(TEXTAUSZUG)
Da ist doch dann noch genug Zeit dieses Jahr um an´s Wasser zu kommen.


----------



## Makai9988 (2. März 2012)

*AW: Fischereischein machen, nur wie? (BW)*

Juni? Ich hab irgendwo gelesen, dass die Prüfung in Baden Württemberg im November ist.

Also wenn das stimmt, dann is es ja super !


----------



## Makai9988 (23. März 2012)

*AW: Fischereischein machen, nur wie? (BW)*

Ich hätte nun noch ne Frage. Ich habe die Auflage von 2008 bekommen mit um die 850 Fragen (BW). Da ist auch die Software dabei für den PC und ich habe bereits zu 90% alles durch.

Sind bis heute weitere Fragen hinzugekommen? Habe ich damit eine gute Grundlage oder vielleicht sogar schon fast alles, was ich brauche, gelernt?

mfg
Makai


----------



## slawjan87 (25. März 2012)

*AW: Fischereischein machen, nur wie? (BW)*

Hallo Leute ich möchte einen Fischerschein auf die schnelle art machen das ich diesen sommer noch angeln kann ist es irgend wo in BW möglich??? Wohnort: Eberbach


----------



## Micha El (25. März 2012)

*AW: Fischereischein machen, nur wie? (BW)*

http://www.vfg-bw.org/seite9.htm

*Die Vorbereitungslehrgänge finden statt in den Monaten September, Oktober und November.

(VORGEGEBENES ZIEL 1) Drucke aus dem Textauszug über den Fischereischein den Abschnitt wortgetreu ab, beginnend mit „Hallo Leute ich“ und weiter bis einschließlich „El (25. März 2012)“.
Der Textauszug und die Zeilen stehen in keinem Zusammenhang.

(AUFGEFÜHRTE EINTRÄGE)

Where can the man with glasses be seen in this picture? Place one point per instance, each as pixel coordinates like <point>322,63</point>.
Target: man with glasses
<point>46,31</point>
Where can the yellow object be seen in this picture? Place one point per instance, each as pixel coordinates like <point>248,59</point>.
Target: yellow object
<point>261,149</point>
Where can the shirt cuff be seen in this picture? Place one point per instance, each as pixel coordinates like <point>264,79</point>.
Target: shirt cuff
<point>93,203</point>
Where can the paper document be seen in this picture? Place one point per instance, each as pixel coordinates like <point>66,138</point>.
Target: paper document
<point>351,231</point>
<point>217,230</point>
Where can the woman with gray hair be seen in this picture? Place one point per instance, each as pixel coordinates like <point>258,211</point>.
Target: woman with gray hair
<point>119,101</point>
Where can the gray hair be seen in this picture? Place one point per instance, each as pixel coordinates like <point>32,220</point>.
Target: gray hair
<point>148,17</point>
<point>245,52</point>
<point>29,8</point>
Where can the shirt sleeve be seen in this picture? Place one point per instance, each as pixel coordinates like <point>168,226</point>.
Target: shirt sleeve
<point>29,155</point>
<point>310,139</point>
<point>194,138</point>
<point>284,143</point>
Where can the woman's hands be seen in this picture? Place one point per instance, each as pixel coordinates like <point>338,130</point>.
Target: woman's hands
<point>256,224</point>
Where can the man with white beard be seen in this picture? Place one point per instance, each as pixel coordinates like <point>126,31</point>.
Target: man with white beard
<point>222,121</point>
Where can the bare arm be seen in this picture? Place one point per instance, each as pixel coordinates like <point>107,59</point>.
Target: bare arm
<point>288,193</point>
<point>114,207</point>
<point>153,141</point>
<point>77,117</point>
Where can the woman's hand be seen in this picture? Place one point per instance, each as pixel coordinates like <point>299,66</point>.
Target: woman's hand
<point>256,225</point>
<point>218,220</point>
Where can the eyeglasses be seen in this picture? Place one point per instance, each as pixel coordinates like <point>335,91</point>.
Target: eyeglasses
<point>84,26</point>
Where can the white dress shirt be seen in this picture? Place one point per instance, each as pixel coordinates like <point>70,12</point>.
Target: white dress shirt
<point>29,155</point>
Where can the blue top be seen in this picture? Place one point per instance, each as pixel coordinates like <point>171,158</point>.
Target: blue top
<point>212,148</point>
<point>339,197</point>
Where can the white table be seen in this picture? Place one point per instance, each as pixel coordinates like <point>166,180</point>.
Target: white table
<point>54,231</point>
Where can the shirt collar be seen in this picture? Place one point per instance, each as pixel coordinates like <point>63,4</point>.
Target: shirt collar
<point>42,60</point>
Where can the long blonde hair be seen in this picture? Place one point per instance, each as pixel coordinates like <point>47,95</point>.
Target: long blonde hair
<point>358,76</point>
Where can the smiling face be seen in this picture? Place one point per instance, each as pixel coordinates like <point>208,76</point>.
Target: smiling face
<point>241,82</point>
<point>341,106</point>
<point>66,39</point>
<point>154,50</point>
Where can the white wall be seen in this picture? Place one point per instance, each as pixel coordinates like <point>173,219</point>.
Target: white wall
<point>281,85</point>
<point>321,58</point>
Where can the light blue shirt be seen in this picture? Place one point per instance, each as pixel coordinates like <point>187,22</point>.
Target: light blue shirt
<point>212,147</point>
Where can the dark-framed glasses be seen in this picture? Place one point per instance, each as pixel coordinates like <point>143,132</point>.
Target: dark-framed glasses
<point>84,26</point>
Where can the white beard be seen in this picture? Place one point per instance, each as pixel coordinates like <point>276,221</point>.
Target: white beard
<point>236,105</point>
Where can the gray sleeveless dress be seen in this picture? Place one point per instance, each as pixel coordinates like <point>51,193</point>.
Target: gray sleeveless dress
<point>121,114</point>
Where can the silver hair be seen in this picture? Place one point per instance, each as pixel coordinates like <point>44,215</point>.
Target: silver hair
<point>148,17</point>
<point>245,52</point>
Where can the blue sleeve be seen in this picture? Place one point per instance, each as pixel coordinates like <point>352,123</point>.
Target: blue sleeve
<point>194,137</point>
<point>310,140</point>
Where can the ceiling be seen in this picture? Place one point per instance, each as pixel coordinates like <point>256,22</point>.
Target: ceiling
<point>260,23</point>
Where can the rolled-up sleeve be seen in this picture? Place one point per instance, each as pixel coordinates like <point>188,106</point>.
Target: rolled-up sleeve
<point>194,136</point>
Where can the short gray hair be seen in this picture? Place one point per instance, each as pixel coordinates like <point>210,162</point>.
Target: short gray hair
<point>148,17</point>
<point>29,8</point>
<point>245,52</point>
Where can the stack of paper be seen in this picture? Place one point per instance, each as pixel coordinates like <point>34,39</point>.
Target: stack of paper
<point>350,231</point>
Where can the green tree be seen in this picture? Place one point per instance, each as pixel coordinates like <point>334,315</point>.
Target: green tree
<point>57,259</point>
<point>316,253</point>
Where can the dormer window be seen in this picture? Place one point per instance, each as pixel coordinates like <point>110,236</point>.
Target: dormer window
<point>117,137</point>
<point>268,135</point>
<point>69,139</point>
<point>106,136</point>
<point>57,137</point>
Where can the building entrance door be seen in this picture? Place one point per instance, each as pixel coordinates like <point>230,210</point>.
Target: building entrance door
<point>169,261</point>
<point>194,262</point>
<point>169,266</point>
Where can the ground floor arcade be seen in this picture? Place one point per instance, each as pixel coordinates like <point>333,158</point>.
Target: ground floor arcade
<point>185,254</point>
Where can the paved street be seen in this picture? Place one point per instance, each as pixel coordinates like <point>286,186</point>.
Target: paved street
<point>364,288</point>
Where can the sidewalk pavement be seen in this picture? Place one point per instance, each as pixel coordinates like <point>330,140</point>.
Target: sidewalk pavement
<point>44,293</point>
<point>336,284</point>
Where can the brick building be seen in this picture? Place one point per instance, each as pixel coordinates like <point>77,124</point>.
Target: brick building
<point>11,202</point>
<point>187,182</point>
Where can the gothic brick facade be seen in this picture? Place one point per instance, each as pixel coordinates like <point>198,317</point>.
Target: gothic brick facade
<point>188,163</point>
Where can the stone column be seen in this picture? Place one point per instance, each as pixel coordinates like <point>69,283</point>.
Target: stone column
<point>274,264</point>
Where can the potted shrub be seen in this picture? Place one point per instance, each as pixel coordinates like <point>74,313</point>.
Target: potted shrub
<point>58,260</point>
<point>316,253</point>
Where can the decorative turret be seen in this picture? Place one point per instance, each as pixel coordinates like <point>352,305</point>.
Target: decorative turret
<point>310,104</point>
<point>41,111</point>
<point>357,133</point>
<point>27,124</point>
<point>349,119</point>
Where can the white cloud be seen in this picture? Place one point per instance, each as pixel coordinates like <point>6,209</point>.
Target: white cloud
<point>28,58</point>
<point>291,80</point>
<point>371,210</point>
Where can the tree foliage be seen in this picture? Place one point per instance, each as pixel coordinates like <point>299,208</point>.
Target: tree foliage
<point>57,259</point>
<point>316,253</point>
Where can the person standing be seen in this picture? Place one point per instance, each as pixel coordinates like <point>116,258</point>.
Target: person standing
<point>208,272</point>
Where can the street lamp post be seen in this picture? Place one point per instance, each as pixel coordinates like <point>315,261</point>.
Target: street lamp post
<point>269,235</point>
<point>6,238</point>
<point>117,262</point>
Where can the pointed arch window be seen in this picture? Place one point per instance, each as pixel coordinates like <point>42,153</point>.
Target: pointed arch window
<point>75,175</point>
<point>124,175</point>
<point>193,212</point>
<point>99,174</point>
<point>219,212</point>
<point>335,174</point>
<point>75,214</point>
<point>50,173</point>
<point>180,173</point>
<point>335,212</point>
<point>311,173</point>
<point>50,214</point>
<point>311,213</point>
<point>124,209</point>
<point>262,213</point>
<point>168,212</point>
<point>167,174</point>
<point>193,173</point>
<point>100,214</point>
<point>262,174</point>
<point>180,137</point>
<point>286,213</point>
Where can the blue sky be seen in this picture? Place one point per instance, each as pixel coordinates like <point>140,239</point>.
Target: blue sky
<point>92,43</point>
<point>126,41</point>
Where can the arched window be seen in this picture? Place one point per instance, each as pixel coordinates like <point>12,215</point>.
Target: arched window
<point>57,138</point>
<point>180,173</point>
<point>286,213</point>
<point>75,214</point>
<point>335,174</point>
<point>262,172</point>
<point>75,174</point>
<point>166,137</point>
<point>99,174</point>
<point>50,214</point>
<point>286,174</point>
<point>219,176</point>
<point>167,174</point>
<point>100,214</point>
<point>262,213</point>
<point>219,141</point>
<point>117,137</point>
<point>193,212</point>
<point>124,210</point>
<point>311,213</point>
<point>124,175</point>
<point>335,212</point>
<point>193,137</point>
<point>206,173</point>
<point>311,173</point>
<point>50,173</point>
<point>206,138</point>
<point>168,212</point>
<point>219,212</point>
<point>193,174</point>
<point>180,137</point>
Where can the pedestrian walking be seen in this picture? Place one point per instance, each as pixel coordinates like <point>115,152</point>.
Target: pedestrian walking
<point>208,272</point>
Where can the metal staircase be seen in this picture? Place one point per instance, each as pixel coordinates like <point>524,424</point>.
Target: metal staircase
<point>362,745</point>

(VORGEGEBENES ZIEL 2) Gib nur die Zeilen von der ersten Zeile an bis einschließlich der Zeile mit „<point>261,149</point>“ unverändert aus.

(VOLLSTÄNDIGE ANTWORT 1)
Hallo Leute ich möchte einen Fischerschein auf die schnelle art machen das ich diesen sommer noch angeln kann ist es irgend wo in BW möglich??? Wohnort: Eberbach


----------



## Micha El (25. März 2012)

(VOLLSTÄNDIGE ANTWORT 2)
Where can the man with glasses be seen in this picture? Place one point per instance, each as pixel coordinates like <point>322,63</point>.
Target: man with glasses
<point>46,31</point>
Where can the yellow object be seen in this picture? Place one point per instance, each as pixel coordinates like <point>248,59</point>.
Target: yellow object
<point>261,149</point>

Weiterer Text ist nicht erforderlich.